[WHAT YOU HAVE TO DO]: Could you copy every entry exactly, dropping the pictures?

** ENTRIES SHOWN follows **

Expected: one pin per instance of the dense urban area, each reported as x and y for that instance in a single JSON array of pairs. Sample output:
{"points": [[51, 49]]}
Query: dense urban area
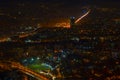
{"points": [[87, 48]]}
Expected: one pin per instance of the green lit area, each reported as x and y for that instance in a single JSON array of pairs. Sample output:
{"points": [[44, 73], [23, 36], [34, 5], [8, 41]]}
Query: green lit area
{"points": [[38, 67]]}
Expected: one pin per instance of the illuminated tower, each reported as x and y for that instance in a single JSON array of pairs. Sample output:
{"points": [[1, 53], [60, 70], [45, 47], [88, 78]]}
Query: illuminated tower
{"points": [[72, 21]]}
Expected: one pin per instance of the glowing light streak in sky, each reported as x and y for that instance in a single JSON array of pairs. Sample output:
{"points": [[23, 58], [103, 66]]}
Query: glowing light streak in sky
{"points": [[82, 17]]}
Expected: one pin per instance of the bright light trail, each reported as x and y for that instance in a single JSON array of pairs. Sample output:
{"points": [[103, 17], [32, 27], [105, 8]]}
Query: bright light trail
{"points": [[82, 17]]}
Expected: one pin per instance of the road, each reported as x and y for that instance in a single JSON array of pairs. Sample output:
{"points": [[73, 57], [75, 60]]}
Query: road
{"points": [[14, 65]]}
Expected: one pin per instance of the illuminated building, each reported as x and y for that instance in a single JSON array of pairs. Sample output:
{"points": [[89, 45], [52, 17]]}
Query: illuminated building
{"points": [[72, 21]]}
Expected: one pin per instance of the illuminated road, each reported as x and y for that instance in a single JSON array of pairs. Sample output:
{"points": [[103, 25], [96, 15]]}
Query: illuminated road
{"points": [[18, 66]]}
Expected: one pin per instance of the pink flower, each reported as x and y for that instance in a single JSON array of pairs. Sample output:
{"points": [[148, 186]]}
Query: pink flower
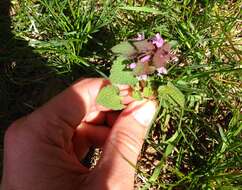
{"points": [[145, 58], [158, 40], [142, 77], [162, 70], [140, 37], [132, 65]]}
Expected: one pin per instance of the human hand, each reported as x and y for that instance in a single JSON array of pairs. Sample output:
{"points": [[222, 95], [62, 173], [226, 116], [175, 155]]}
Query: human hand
{"points": [[43, 150]]}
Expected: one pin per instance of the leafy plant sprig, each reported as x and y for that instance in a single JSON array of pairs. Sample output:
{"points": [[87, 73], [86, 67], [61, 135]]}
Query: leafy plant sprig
{"points": [[137, 62]]}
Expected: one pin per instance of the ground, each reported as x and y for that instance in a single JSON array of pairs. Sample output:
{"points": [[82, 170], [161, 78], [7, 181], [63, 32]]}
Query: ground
{"points": [[46, 45]]}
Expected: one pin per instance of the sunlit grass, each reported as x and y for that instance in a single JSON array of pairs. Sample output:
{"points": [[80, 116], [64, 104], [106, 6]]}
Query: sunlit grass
{"points": [[198, 147]]}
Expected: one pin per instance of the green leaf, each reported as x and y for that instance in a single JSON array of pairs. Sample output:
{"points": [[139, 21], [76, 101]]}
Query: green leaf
{"points": [[137, 95], [109, 98], [148, 91], [125, 49], [120, 74], [169, 149], [171, 94]]}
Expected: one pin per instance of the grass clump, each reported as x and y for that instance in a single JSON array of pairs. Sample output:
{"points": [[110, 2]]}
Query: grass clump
{"points": [[195, 146]]}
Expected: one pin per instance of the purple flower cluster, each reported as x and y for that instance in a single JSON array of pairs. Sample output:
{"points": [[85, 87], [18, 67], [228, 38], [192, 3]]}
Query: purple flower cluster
{"points": [[151, 56]]}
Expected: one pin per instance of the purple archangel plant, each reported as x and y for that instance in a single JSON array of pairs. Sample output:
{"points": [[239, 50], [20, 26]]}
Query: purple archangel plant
{"points": [[138, 60]]}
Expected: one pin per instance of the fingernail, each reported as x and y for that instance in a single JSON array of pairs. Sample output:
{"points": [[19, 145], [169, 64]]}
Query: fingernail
{"points": [[124, 93], [144, 112]]}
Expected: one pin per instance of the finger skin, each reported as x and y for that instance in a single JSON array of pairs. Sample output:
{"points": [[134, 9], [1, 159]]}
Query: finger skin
{"points": [[122, 149]]}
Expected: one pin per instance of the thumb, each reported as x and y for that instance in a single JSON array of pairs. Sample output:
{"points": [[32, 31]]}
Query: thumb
{"points": [[124, 144]]}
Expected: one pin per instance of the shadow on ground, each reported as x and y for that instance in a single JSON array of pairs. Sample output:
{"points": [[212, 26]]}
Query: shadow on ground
{"points": [[25, 80]]}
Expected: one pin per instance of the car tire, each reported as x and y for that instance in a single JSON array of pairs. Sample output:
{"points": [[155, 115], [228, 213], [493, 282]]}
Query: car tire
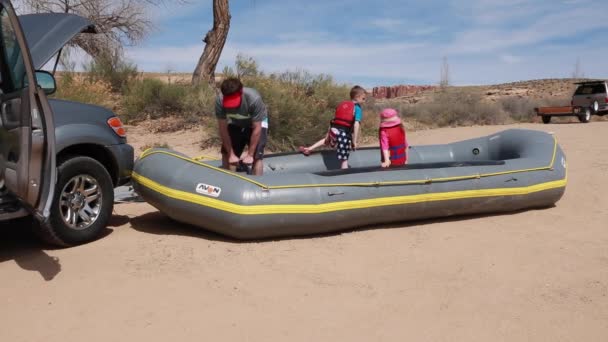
{"points": [[82, 203], [586, 116]]}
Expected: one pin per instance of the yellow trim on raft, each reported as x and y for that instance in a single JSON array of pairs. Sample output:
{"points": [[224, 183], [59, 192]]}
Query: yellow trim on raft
{"points": [[363, 184], [338, 206]]}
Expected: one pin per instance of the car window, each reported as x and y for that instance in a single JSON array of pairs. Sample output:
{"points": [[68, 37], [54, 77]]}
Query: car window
{"points": [[599, 89], [11, 54]]}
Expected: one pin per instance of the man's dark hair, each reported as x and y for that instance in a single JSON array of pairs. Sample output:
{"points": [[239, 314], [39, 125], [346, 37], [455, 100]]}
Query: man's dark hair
{"points": [[231, 85], [356, 90]]}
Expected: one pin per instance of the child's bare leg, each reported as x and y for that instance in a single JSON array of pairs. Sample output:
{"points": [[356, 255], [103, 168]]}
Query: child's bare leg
{"points": [[316, 145]]}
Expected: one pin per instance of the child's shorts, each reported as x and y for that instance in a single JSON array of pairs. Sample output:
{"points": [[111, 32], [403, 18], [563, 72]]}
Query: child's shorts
{"points": [[344, 141], [332, 137]]}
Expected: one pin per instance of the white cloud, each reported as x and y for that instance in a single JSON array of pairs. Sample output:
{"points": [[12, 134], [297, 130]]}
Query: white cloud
{"points": [[510, 59]]}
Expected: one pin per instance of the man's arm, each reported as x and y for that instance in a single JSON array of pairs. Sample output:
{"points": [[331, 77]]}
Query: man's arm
{"points": [[226, 143], [256, 131]]}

** End of ENTRIES SHOWN **

[EXPECTED ANSWER]:
Expected: one pin per instance of the dense urban area, each reported as x and y for that instance in a single JSON array of pairs. Sample output:
{"points": [[51, 49]]}
Query: dense urban area
{"points": [[87, 48]]}
Expected: one pin per instance of the green lit area, each reported as x and y for that instance in a single JSON array of pairs. Sample output:
{"points": [[44, 73], [23, 36], [34, 5], [8, 41]]}
Query: green lit area
{"points": [[38, 67]]}
Expected: one pin per instance of the illuminated tower, each reported as x and y for that instance in a single JSON array of pairs. Sample output:
{"points": [[1, 53], [60, 70], [45, 47], [88, 78]]}
Query: illuminated tower
{"points": [[72, 21]]}
Expected: one pin per instance of the glowing light streak in sky, each reported as x and y for that instance in a single JSON array of pairs. Sample output:
{"points": [[23, 58], [103, 66]]}
Query: glowing light streak in sky
{"points": [[82, 17]]}
Expected: one pin per instance of the bright light trail, each reported as x and y for that instance in a single JSON array of pairs. Sample output:
{"points": [[103, 17], [32, 27], [105, 8]]}
Query: bright light trail
{"points": [[82, 17]]}
Expected: one pin per instance of the road, each reported as x and y for that instance in a single JSON array of pairs. Sample output:
{"points": [[73, 57], [75, 60]]}
Query: road
{"points": [[14, 65]]}
Expected: one pin per instance of the illuminated building, each reported as x and y for that instance in a single JSON array of pairs. Sample output:
{"points": [[89, 45], [52, 17]]}
Query: illuminated building
{"points": [[72, 21]]}
Expected: one pin per instance of the illuminated road, each reported as x and y for that instance in a single JSON array of pairs. Sample output:
{"points": [[103, 25], [96, 15]]}
Query: illuminated road
{"points": [[18, 66]]}
Expected: one pin per instance of the pink flower, each reported as x and y for that instance in a single JSON array of pairs. Sample output:
{"points": [[148, 186]]}
Query: pink flower
{"points": [[145, 58], [158, 40], [142, 77], [162, 70], [140, 37], [132, 65]]}
Expected: one pin per instance of the human hand, each reported as x and y for that instance in a single JSON array of pairs. Sample output:
{"points": [[222, 95], [62, 173], [226, 116], [175, 155]]}
Query: human hand
{"points": [[43, 150]]}
Expected: one pin per instance of the leafy plant sprig, each reported as x and y for that instance in a single JSON array of pairs. Sample output:
{"points": [[87, 73], [86, 67], [61, 135]]}
Query: leafy plant sprig
{"points": [[137, 62]]}
Expected: one pin per instance of the ground, each reported as x and y for that instance in a single JSON array of pairs. Sample output:
{"points": [[82, 170], [161, 78], [7, 181], [63, 32]]}
Query: ground
{"points": [[46, 45]]}
Expected: one pin per instance of the sunlit grass, each reported as x and y for that instance in a single JSON array of pairs. Sample output:
{"points": [[80, 116], [64, 104], [106, 6]]}
Query: sunlit grass
{"points": [[198, 147]]}
Expected: one pin per instance of the green leaf, each reported as x and y for that instance in a single JSON array of pairs. Sample output:
{"points": [[139, 21], [76, 101]]}
Query: green leaf
{"points": [[137, 95], [109, 98], [148, 91], [125, 49], [120, 74], [169, 149], [171, 94]]}
Expected: one pin per instance of the grass clump, each reported as x and y for that instance in a single JSON array of pairs. Sample output:
{"points": [[110, 2]]}
Query: grass clump
{"points": [[195, 146]]}
Expected: one pin per instance of the purple flower cluster, each reported as x and y for that instance in a single JSON array of pairs. Sample output:
{"points": [[85, 87], [18, 67], [228, 38], [192, 3]]}
Query: purple flower cluster
{"points": [[151, 56]]}
Expected: one pin per instance of the purple archangel plant, each reported as x and y for that instance in a single JSON array of pairs. Sample output:
{"points": [[239, 50], [20, 26]]}
Query: purple archangel plant
{"points": [[138, 60]]}
Expected: one pin per instance of the fingernail, each reported as x and y for that instance in a single JSON array of pairs. Sample output:
{"points": [[19, 145], [169, 64]]}
Query: fingernail
{"points": [[124, 93], [144, 112]]}
Expected: one pin per instance of the finger skin, each reported as x and y for that instance in a single JSON array of pairs. Sample output:
{"points": [[134, 9], [1, 159]]}
Query: finger skin
{"points": [[122, 149]]}
Expected: one pin per instance of the thumb, each reported as x and y for that instance in a single JSON array of pairs. Sample output:
{"points": [[32, 31]]}
Query: thumb
{"points": [[124, 144]]}
Expected: one pin per instance of the shadow on ground, each reported as x and y for that instance in a single JSON array of pairs. Sample output:
{"points": [[212, 26]]}
Query: shadow on ground
{"points": [[25, 80]]}
Expected: one pin per instance of the car tire, each reported as x and y for that instance in a single JSON array of pairs. Sample output:
{"points": [[155, 115], [228, 213], [493, 282]]}
Query: car tire
{"points": [[82, 203], [586, 116]]}
Expected: one pin per instance of the yellow trim on raft, each reported as x and y for that instance in a single JSON array of pairs. Sample output:
{"points": [[224, 183], [59, 192]]}
Query: yellow trim on raft
{"points": [[363, 184], [338, 206]]}
Expected: one pin per instance of the car window, each reported as x and y for that instance in a single JSON array of pairs. Sample output:
{"points": [[68, 37], [54, 77]]}
Query: car window
{"points": [[599, 89], [11, 54]]}
Expected: one pin per instance of the man's dark hair, each reported as x and y for that instance in a single JSON array of pairs. Sample output:
{"points": [[239, 314], [39, 125], [346, 37], [455, 100]]}
Query: man's dark hair
{"points": [[231, 85], [356, 90]]}
Expected: one pin per instance of the child's bare leg, each reported as x and y for that instance in a single JSON array of pairs. Sample output:
{"points": [[356, 255], [103, 168]]}
Query: child's bare leg
{"points": [[316, 145]]}
Expected: one pin per instance of the child's shorts, each reported as x and y for that instance in a single JSON array of pairs. Sample output:
{"points": [[111, 32], [403, 18], [563, 72]]}
Query: child's shorts
{"points": [[344, 141], [332, 137]]}
Expected: one pin per instance of the white cloud, each reported as x and y for that instance in a single JSON array of pairs. Sample output:
{"points": [[12, 134], [297, 130]]}
Query: white cloud
{"points": [[510, 59]]}
Expected: one pin per instance of the man's arm, each reported as x and y for that instance in a single JSON array of pairs. Sample output:
{"points": [[331, 77]]}
Query: man's arm
{"points": [[226, 143], [256, 131]]}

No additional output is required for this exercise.